### Exercise details:
Locate every line below that contains the string "blue", and copy each such line in full. Treat uppercase and lowercase letters as distinct when matching.
>>>
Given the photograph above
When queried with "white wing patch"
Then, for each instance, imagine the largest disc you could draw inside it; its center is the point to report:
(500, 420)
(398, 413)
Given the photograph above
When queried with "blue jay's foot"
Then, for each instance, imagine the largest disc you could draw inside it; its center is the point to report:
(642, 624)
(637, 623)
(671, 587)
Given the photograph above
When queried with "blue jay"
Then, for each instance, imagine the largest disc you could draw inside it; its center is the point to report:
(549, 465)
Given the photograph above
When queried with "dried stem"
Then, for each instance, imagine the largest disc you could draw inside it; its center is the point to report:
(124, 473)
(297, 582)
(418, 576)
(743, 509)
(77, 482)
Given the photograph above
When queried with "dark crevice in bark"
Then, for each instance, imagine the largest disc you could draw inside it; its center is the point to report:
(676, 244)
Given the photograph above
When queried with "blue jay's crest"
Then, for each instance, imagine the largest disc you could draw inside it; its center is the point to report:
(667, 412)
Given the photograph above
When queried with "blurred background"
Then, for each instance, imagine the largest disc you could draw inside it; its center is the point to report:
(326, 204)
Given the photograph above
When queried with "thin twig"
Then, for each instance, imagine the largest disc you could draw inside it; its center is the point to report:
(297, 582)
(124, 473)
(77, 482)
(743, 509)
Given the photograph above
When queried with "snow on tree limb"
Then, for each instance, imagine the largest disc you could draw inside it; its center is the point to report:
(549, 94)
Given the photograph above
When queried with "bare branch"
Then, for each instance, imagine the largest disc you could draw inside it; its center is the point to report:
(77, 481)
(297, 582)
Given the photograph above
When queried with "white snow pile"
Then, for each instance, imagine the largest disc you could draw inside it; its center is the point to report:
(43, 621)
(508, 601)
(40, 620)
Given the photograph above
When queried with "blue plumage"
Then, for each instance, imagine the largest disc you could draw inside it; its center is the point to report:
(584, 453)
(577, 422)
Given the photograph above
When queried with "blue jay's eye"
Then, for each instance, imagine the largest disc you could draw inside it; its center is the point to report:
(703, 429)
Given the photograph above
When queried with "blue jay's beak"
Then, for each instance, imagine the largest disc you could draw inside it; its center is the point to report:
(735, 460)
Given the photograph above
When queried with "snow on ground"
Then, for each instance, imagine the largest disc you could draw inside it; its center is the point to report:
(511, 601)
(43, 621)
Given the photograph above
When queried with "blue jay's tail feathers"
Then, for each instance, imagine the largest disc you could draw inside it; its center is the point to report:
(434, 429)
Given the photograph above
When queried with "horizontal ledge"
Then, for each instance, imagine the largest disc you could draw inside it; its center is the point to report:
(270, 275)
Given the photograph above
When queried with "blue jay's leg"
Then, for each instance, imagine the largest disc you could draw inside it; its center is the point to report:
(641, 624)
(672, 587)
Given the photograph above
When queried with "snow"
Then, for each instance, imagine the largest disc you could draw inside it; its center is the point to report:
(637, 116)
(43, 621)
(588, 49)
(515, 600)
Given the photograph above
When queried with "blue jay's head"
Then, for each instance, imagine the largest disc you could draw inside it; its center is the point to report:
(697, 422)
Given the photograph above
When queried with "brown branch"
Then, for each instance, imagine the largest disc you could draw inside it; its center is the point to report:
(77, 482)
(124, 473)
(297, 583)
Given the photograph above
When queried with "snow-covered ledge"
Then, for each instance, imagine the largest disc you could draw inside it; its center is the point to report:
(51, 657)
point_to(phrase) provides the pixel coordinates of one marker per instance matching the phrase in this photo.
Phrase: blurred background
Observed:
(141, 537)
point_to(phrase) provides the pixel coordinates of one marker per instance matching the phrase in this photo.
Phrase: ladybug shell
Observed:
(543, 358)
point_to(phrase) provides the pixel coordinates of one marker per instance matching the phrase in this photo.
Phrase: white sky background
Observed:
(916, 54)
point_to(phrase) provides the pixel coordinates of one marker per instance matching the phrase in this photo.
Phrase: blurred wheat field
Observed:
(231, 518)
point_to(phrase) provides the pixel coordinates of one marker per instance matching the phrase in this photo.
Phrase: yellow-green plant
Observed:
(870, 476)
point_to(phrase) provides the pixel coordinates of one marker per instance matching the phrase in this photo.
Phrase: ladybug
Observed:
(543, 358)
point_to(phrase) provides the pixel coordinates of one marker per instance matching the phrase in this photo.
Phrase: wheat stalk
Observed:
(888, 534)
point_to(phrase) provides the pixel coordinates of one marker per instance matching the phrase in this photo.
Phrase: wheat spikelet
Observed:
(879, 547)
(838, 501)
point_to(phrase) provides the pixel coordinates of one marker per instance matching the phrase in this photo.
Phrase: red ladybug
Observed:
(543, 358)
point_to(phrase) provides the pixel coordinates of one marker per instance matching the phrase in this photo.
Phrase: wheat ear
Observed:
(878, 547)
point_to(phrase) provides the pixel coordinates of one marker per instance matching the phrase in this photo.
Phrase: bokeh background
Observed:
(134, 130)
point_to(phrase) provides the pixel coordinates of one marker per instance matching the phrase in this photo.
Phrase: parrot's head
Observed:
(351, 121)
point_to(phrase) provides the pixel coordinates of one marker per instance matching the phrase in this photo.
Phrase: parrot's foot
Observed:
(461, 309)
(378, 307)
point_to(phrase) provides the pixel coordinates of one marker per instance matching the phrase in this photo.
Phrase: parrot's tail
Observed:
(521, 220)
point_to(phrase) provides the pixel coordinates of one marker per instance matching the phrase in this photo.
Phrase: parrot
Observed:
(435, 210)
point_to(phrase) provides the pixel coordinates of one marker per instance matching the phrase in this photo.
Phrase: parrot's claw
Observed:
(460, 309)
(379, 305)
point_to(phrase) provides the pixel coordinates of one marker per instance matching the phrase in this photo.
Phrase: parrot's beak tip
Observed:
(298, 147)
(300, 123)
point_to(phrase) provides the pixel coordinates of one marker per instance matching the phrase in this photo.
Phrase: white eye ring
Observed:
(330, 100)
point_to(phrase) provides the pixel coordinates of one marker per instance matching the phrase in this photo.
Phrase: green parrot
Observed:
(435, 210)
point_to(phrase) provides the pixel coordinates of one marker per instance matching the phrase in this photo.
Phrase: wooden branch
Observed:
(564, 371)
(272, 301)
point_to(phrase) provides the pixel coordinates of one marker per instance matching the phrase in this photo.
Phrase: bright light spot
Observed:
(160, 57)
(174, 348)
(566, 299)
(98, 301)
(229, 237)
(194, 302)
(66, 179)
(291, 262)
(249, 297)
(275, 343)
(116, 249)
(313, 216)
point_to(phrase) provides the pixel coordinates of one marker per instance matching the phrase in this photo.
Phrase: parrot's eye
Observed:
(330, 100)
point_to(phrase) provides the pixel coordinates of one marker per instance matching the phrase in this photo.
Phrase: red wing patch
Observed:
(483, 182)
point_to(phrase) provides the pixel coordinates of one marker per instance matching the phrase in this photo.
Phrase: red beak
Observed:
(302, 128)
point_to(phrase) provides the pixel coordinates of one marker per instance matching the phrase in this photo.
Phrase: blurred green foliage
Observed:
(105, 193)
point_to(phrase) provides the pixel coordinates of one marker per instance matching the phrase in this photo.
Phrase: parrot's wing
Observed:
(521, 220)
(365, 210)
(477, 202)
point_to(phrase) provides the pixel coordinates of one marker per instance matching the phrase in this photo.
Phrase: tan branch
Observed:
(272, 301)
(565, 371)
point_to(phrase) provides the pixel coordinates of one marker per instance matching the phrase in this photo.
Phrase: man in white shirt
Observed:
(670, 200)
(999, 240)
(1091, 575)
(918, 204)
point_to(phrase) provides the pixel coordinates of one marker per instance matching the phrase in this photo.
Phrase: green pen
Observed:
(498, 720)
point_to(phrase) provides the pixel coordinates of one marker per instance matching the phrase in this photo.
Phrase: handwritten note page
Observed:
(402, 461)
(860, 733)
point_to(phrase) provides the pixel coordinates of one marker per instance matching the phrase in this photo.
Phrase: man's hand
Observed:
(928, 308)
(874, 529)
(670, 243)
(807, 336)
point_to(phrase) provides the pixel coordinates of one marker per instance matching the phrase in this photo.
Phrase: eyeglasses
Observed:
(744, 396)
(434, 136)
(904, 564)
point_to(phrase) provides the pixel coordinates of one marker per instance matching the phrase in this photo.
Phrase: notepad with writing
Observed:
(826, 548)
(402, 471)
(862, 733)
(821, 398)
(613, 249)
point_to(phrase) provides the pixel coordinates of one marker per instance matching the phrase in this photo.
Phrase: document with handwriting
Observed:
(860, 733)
<<<
### Final result:
When queried with "blue jay's foot"
When queried with "blue jay"
When queried with "blue jay's crest"
When queried with "blue plumage"
When queried with "blue jay's eye"
When queried with "blue jay's beak"
When queried with "blue jay's tail feathers"
When queried with "blue jay's leg"
When queried with "blue jay's head"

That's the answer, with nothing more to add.